Excerpt to read -
┄┄┄┄┄┄┄┄┄┄
From Camp Upton to NSLS, Five Generations At Brookhaven Lab

When Julius Makra came to New York by boat from his native country of Hungary in the years before World War I, he had no idea that his employment at the Camp Upton Army base on Long Island would set into motion what may be Brookhaven Lab’s longest running lineage. Now, roughly 100 years later, Makra and the four generations that have followed make up a remarkable snapshot of the Lab at distinct points in its history, from military base to world-renown research institution.

Three generations of Kisses

Three generations of Kisses on site at the annual Photon Sciences barbeque this summer (from left): Bob, Cody and Sonya

Born in 1888, Makra came to Camp Upton allegedly to work as a cook, though no one can say for sure the exact dates or Makra’s employment history due to a record-destroying fire, says his grandson Bob Kiss, a mechanical technician and longtime employee of the Lab who now works in the Photon Sciences Directorate as a research space coordinator at the National Synchrotron Light Source (NSLS).
┄┄┄┄┄┄┄┄┄┄
Source information -
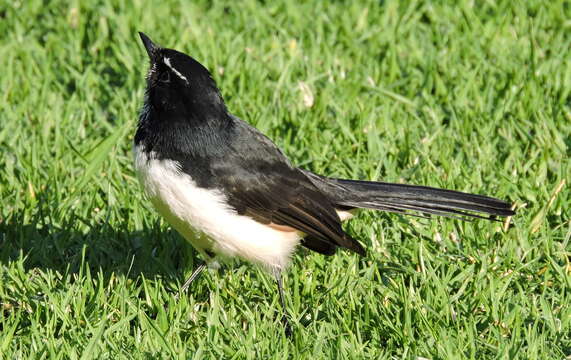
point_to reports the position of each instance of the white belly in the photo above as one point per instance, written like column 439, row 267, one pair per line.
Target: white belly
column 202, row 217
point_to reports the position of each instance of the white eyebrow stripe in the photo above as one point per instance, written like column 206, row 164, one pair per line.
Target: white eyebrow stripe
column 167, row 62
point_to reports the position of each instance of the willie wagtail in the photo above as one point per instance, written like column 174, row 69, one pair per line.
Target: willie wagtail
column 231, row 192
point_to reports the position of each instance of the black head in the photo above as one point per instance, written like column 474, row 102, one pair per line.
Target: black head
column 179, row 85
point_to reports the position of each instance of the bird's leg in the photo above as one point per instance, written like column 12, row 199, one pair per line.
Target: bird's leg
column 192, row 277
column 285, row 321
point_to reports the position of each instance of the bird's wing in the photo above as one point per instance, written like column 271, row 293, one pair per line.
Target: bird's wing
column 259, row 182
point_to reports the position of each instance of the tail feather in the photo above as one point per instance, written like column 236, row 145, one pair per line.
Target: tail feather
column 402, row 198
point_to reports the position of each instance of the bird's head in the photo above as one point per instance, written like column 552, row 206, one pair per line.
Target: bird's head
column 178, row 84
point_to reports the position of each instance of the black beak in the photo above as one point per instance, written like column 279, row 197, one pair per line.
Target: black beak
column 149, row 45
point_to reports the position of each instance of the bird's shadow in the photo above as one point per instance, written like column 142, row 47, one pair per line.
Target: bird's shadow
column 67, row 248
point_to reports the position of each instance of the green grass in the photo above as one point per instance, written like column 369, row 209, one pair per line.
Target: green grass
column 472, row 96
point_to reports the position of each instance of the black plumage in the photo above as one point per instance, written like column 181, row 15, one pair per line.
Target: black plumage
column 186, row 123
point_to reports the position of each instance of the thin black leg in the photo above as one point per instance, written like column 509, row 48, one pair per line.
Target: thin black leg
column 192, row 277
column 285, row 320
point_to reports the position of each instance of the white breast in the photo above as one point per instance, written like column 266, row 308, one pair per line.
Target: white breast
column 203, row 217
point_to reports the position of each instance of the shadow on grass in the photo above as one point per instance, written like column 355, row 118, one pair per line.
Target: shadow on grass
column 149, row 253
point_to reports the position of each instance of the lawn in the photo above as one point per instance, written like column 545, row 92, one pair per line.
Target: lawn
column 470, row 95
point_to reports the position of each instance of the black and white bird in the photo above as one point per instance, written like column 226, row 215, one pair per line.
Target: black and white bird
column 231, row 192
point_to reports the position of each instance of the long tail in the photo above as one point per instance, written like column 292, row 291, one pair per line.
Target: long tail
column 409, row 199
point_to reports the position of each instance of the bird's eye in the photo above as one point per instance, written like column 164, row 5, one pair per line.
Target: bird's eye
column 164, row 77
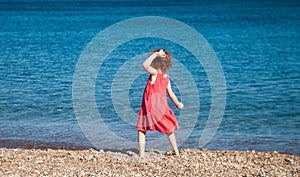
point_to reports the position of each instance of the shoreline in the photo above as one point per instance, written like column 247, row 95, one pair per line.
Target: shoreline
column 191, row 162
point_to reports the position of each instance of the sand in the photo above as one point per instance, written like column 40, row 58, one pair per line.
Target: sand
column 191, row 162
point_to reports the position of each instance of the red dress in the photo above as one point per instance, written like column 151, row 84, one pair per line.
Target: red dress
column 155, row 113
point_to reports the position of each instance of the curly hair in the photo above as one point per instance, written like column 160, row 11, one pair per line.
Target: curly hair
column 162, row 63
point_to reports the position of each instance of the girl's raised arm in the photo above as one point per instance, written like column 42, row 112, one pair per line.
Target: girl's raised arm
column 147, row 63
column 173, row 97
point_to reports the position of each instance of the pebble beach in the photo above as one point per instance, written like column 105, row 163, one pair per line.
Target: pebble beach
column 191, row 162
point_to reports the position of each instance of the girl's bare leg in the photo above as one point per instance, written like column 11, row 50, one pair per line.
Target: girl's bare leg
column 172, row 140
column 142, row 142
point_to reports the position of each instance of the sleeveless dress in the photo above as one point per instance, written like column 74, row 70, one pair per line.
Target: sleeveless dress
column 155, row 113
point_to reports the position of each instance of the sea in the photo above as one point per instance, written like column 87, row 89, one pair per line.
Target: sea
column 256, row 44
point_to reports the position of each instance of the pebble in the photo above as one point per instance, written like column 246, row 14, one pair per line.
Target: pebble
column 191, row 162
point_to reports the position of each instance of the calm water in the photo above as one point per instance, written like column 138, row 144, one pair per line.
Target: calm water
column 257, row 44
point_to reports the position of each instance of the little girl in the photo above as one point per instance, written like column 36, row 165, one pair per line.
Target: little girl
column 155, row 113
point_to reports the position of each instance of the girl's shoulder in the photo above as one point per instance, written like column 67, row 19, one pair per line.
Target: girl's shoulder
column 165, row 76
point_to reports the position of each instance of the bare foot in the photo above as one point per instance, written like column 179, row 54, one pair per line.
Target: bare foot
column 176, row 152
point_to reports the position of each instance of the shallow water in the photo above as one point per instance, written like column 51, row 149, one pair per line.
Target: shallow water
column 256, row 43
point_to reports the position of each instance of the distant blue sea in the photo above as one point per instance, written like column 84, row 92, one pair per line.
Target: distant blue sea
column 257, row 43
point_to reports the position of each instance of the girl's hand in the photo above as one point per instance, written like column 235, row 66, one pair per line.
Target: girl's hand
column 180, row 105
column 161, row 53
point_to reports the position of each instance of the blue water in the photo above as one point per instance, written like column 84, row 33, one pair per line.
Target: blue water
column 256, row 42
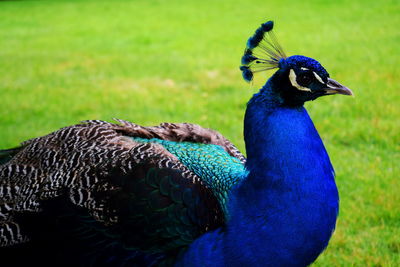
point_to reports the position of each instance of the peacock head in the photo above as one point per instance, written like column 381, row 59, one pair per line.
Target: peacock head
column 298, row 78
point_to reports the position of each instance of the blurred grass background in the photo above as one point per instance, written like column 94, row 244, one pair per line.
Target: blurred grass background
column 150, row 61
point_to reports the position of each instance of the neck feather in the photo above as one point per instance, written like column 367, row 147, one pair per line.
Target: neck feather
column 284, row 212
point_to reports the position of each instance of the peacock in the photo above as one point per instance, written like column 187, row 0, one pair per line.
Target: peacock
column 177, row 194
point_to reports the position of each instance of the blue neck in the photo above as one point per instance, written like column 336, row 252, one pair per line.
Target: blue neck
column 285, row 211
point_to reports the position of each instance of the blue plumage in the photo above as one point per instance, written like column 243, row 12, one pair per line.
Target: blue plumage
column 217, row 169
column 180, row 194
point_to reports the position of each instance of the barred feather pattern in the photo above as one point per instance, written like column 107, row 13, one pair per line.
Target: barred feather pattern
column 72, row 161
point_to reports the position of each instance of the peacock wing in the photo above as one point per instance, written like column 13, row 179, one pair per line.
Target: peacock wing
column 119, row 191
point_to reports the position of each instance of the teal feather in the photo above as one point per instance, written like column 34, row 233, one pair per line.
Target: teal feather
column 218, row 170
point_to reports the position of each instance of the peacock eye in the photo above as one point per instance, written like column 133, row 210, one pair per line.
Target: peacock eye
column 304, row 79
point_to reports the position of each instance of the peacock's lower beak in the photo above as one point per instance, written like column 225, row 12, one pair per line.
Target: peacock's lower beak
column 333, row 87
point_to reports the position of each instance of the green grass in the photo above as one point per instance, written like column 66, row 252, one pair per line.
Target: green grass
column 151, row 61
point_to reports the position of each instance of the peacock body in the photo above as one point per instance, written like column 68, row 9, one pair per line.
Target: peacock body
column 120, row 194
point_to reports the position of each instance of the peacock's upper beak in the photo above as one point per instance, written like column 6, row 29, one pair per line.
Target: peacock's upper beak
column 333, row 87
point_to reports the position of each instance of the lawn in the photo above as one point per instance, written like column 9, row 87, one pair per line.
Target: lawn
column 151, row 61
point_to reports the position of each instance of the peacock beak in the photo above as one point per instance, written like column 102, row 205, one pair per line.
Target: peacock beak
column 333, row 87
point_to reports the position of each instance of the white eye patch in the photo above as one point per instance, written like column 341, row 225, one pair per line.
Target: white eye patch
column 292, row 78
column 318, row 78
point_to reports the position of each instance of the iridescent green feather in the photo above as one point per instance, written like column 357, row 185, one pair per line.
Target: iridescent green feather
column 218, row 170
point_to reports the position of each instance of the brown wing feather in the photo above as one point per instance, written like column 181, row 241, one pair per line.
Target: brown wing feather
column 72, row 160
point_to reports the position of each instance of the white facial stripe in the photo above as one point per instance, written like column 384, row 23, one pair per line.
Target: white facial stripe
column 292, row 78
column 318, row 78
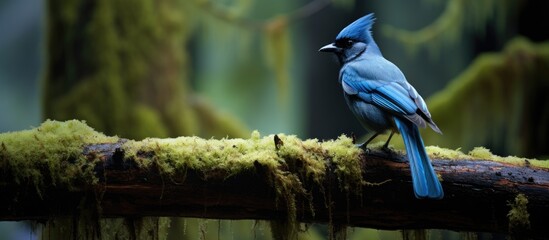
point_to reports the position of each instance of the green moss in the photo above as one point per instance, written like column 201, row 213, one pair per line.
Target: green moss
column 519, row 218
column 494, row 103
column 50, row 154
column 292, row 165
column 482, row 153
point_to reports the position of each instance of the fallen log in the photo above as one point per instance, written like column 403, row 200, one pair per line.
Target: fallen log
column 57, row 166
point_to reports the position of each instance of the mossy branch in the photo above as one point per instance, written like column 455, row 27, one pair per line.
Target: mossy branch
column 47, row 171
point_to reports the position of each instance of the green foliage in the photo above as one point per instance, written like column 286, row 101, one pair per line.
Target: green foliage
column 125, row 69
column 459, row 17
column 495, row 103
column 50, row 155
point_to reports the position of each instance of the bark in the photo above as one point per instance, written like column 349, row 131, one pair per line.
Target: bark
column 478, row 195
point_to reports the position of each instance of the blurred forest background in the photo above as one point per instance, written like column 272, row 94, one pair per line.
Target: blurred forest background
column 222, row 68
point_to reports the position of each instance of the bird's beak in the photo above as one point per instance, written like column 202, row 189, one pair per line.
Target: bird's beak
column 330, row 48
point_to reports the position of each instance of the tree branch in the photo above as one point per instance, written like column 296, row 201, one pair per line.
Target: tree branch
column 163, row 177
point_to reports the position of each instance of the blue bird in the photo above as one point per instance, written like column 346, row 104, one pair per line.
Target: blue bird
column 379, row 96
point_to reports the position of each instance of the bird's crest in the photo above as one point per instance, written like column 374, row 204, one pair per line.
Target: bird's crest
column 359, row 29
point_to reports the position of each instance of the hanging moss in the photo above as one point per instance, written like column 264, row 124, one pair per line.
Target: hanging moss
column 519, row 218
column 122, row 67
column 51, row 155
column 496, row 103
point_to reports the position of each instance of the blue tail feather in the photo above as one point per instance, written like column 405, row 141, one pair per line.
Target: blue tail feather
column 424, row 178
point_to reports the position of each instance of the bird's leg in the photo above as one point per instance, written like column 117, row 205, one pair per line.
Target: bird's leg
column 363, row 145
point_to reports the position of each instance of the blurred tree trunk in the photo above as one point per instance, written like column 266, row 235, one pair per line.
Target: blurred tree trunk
┄┄┄┄┄┄┄┄┄┄
Could you copy the Brookhaven Lab article, starting with "Born in 1888, Makra" and going on through "Light Source (NSLS).", with "cook" renamed to "chef"? The rows are separate material with no connection to the Brookhaven Lab article.

Born in 1888, Makra came to Camp Upton allegedly to work as a chef, though no one can say for sure the exact dates or Makra’s employment history due to a record-destroying fire, says his grandson Bob Kiss, a mechanical technician and longtime employee of the Lab who now works in the Photon Sciences Directorate as a research space coordinator at the National Synchrotron Light Source (NSLS).